[Excerpts from a dataset on pointing at objects]
┌──
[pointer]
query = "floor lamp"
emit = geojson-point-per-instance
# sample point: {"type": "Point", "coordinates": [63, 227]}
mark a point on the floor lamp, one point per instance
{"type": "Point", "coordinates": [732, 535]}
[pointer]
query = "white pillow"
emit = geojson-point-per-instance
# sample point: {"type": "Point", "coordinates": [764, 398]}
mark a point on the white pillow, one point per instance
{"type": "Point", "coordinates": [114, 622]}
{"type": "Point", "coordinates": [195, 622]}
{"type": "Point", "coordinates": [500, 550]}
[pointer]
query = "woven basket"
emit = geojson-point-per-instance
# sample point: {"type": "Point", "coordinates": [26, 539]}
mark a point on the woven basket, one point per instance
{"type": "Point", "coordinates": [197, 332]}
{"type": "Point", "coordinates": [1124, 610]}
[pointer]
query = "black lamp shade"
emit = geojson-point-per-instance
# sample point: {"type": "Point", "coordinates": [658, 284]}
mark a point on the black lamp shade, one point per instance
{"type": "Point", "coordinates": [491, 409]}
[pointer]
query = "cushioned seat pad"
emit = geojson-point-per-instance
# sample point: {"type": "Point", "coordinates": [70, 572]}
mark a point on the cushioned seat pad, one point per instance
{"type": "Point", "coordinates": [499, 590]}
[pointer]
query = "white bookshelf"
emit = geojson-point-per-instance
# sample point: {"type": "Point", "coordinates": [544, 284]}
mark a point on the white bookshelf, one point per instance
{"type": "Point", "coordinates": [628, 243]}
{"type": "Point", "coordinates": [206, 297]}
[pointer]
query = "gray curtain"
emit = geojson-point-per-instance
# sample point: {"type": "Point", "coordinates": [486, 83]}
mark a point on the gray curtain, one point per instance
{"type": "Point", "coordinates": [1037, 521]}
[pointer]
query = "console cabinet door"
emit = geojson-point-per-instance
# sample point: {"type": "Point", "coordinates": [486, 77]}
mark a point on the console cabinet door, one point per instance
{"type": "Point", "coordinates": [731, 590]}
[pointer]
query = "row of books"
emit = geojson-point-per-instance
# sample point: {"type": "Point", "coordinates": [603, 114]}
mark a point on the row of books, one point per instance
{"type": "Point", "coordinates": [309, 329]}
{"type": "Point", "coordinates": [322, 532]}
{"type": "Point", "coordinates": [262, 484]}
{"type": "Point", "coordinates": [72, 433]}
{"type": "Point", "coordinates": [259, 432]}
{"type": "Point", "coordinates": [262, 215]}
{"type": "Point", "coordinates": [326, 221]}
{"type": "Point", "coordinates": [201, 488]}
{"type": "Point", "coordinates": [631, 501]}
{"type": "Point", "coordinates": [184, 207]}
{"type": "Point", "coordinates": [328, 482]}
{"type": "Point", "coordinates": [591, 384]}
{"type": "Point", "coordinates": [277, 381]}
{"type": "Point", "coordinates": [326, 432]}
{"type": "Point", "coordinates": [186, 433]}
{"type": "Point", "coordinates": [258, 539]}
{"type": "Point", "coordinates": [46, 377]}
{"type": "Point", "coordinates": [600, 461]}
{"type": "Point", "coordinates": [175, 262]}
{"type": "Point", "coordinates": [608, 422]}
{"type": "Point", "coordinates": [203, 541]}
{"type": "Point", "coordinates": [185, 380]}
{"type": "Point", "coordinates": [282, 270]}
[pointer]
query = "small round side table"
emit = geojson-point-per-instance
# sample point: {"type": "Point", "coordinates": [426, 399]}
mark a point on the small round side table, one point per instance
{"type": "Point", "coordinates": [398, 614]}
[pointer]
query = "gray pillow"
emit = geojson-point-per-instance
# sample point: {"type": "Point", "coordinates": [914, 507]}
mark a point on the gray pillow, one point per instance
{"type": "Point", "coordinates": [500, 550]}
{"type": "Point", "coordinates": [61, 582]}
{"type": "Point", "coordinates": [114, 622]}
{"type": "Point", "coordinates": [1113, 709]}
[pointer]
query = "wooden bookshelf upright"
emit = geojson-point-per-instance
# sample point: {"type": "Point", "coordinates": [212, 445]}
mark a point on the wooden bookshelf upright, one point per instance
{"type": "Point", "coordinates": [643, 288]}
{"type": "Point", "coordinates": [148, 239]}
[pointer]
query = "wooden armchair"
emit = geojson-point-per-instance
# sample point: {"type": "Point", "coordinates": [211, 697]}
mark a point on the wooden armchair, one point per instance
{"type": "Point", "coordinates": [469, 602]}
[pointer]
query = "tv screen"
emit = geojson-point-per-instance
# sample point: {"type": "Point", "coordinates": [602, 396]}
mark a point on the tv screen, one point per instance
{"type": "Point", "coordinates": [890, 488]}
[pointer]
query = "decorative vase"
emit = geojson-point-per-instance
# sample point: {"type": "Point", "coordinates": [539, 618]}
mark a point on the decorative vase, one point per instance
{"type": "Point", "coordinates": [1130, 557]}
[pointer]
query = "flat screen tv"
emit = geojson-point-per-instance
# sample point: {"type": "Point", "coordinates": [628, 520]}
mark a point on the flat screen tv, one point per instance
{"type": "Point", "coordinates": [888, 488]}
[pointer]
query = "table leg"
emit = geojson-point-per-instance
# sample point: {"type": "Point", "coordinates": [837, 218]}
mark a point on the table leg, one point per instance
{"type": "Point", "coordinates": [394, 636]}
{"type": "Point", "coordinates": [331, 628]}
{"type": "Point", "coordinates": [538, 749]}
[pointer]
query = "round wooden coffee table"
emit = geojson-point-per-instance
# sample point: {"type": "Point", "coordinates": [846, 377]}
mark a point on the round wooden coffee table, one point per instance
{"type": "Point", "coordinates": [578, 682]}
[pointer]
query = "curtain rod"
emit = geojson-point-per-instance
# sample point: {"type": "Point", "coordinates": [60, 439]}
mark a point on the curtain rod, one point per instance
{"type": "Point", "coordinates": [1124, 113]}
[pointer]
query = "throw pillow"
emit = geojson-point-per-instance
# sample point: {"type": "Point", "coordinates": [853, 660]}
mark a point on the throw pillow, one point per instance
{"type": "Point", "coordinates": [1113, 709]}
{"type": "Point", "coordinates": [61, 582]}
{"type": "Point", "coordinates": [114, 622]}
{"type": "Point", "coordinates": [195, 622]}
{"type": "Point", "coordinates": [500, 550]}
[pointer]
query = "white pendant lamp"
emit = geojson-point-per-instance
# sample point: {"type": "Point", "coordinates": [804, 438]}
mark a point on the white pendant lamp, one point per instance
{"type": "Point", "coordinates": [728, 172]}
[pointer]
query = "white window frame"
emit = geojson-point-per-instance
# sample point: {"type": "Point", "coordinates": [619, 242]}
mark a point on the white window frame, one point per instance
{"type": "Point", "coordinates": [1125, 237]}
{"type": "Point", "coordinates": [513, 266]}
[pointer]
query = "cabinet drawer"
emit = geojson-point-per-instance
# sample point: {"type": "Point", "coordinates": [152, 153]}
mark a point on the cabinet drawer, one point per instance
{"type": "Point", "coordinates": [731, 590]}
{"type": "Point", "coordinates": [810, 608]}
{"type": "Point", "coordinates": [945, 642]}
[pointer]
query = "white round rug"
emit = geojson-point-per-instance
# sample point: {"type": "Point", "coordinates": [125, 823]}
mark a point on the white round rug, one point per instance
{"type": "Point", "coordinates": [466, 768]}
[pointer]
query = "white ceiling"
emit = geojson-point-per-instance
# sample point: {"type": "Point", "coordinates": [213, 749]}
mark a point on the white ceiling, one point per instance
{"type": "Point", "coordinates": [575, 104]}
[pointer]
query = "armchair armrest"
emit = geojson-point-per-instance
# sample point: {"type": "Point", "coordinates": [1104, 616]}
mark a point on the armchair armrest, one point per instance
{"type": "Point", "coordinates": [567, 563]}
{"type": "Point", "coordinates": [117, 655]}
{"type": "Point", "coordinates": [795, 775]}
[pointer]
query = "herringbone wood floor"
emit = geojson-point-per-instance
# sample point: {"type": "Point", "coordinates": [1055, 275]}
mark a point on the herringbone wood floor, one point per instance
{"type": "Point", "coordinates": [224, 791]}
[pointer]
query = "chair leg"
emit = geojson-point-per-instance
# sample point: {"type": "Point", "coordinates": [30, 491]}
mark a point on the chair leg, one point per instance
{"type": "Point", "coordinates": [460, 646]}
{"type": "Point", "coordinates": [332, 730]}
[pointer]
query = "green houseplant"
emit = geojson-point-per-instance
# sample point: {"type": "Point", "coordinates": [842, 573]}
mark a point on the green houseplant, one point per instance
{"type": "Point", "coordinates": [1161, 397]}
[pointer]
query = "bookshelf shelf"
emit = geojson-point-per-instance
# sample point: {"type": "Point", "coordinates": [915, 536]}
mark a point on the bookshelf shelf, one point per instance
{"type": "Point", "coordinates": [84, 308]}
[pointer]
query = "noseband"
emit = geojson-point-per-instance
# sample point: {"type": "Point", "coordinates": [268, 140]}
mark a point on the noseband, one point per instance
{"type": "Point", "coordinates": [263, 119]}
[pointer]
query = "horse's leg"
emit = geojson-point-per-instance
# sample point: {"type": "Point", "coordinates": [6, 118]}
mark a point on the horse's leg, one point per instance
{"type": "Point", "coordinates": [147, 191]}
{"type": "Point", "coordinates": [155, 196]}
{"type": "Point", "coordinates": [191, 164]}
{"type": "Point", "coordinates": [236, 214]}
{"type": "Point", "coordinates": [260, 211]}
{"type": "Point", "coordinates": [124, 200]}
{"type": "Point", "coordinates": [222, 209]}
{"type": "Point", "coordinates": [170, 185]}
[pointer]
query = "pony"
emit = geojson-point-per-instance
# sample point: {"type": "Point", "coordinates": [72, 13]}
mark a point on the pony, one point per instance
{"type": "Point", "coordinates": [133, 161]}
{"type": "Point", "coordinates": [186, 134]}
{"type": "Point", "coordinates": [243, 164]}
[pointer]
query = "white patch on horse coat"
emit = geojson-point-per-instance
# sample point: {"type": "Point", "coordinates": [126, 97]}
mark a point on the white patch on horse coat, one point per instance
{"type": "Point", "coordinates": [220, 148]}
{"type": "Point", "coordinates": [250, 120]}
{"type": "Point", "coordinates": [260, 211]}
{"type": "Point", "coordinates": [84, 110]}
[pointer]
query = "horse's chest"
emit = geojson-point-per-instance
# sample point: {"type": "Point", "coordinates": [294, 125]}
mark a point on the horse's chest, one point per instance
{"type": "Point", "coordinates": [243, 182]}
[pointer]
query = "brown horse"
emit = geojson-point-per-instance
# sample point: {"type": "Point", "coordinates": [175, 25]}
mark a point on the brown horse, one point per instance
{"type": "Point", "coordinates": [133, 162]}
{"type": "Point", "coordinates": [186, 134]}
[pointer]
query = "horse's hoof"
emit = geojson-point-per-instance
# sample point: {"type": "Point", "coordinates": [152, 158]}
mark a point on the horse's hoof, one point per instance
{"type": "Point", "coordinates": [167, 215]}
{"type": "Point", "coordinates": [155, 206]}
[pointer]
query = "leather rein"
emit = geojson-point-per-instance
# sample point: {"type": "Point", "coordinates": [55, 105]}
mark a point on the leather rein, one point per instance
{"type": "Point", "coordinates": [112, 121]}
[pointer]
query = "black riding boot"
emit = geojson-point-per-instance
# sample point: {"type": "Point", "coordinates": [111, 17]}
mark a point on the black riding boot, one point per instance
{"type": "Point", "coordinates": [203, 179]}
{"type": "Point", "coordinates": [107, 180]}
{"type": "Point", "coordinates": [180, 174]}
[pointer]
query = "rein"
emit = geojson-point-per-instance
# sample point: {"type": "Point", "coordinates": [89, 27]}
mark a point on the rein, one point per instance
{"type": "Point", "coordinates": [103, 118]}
└──
WHAT THE TASK REQUIRES -> How many of the lines above contain the word "hoof"? Give only the number.

SOLUTION FOR THIS PROBLEM -> 2